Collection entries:
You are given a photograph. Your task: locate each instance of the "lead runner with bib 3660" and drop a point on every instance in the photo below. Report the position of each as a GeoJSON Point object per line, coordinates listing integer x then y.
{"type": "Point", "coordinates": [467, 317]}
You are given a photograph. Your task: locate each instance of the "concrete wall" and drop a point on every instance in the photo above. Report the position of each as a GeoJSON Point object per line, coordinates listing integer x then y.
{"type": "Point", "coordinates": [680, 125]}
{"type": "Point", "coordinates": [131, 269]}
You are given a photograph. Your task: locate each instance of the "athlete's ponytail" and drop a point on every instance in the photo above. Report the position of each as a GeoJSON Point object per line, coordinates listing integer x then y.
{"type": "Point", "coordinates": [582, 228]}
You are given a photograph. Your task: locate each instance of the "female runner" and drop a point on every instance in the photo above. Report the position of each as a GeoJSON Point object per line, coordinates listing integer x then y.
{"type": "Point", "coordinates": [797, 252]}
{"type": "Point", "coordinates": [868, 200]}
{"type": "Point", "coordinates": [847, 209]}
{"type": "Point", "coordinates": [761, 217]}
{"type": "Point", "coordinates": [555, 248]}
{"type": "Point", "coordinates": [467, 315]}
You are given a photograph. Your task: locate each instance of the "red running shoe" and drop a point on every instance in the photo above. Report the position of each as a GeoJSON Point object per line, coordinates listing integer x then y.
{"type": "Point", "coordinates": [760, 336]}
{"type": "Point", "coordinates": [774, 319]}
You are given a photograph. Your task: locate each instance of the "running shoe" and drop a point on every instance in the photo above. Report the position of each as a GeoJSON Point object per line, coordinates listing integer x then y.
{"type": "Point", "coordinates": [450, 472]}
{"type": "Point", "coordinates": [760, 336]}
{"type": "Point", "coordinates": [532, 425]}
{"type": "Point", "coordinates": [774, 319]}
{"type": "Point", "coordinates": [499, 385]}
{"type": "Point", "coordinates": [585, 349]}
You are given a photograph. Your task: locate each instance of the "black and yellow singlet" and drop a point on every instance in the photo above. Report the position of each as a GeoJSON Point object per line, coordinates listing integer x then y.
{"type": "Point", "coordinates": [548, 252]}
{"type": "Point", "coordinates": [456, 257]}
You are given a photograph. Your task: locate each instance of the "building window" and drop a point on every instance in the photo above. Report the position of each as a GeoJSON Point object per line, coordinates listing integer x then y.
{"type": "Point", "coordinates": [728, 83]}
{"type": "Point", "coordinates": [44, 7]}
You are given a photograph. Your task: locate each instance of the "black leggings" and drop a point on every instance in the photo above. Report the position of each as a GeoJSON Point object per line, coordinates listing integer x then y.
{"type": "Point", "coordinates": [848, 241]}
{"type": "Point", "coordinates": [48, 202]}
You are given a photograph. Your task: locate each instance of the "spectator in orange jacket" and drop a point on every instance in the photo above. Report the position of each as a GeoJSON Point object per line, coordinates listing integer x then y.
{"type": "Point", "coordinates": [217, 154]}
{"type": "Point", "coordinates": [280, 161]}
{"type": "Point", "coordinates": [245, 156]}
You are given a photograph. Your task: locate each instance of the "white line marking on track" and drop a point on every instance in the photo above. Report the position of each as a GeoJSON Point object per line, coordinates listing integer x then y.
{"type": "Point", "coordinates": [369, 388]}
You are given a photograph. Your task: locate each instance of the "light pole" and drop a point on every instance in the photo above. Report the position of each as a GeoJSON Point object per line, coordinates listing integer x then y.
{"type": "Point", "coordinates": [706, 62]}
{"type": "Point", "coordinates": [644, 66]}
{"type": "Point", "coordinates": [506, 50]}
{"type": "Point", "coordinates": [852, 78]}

### Problem
Return the entries above exactly, each one complete.

### Exercise result
You are given a photograph. Your task: locate each instance of the "lead runner with bib 3660" and drop a point on every instance in the photo below. Report the position of each as a GeoJSON Point object per line, coordinates listing integer x then y.
{"type": "Point", "coordinates": [467, 317]}
You are given a photograph. Your task: locate each instance of the "concrete wall" and drop a point on every instance in the photo above. Report the position of each as a GeoJSON Point object per line, coordinates listing integer x then y.
{"type": "Point", "coordinates": [680, 125]}
{"type": "Point", "coordinates": [131, 269]}
You are given a photograph. Your task: locate each instance of the "athlete's ponytail" and drop a point on every instance in the photo above. Report the position of each as a GeoJSON Point object per line, coordinates listing integer x then y.
{"type": "Point", "coordinates": [582, 228]}
You are given a photograph. Your task: locate each instance of the "female runner" and drop a point on every instance in the photo above. Report the position of each as a GeoJSON Point object per line, coordinates listing integer x then y.
{"type": "Point", "coordinates": [797, 252]}
{"type": "Point", "coordinates": [868, 200]}
{"type": "Point", "coordinates": [847, 209]}
{"type": "Point", "coordinates": [761, 217]}
{"type": "Point", "coordinates": [555, 248]}
{"type": "Point", "coordinates": [467, 315]}
You are given a photograph. Your task: locate each instance of the "red running shoe" and drop a point on every instance in the photo above. Report the position of each as a GeoJSON Point object per line, coordinates listing integer x then y.
{"type": "Point", "coordinates": [760, 336]}
{"type": "Point", "coordinates": [774, 319]}
You are given a photograph. Your task: locate each instance of the "running shoe" and drop a point on every instance in the photo above. Report the position of each as a GeoJSON Point object per line, coordinates listing integer x then y.
{"type": "Point", "coordinates": [450, 472]}
{"type": "Point", "coordinates": [760, 336]}
{"type": "Point", "coordinates": [532, 425]}
{"type": "Point", "coordinates": [774, 319]}
{"type": "Point", "coordinates": [499, 385]}
{"type": "Point", "coordinates": [585, 349]}
You are given a photograph. Your task: locate each instance of the "black and yellow singlet" and drop a point on every instance in the photo above. Report the position of each as a GeoJSON Point object per line, coordinates listing integer x then y.
{"type": "Point", "coordinates": [548, 252]}
{"type": "Point", "coordinates": [456, 257]}
You are given a photograph. Your task: locate each instance of the "building window" and drop a point on every instance in the photo above. Report the position of each as a GeoJSON Point object per line, coordinates listing integer x then y.
{"type": "Point", "coordinates": [728, 83]}
{"type": "Point", "coordinates": [44, 7]}
You are given a photograph. Your task: locate each instance of the "black leggings" and drop a point on every instance in the photo above. Report the position of each as a GeoJSON Point object per line, coordinates listing integer x then y.
{"type": "Point", "coordinates": [848, 241]}
{"type": "Point", "coordinates": [48, 202]}
You are given a photograph. Your task: locate each instance of the "spectator in orange jacket" and drop a point on every instance in the photo above. Report the position of each as a GeoJSON Point object per line, coordinates listing integer x then y.
{"type": "Point", "coordinates": [217, 154]}
{"type": "Point", "coordinates": [280, 161]}
{"type": "Point", "coordinates": [245, 156]}
You are given a photograph. Your task: locate each instance of the "white line marking on track" and drop a point on every instance in the photo above. Report the position of each as a GeoJSON Point object per line, coordinates listing integer x then y.
{"type": "Point", "coordinates": [369, 388]}
You are given a photograph. Your task: locate each instance of the "light pole" and drop a point on every instance in the photo above. Report the position of each as a GeoJSON Point object per line, coordinates listing integer x then y.
{"type": "Point", "coordinates": [706, 62]}
{"type": "Point", "coordinates": [644, 66]}
{"type": "Point", "coordinates": [506, 50]}
{"type": "Point", "coordinates": [852, 78]}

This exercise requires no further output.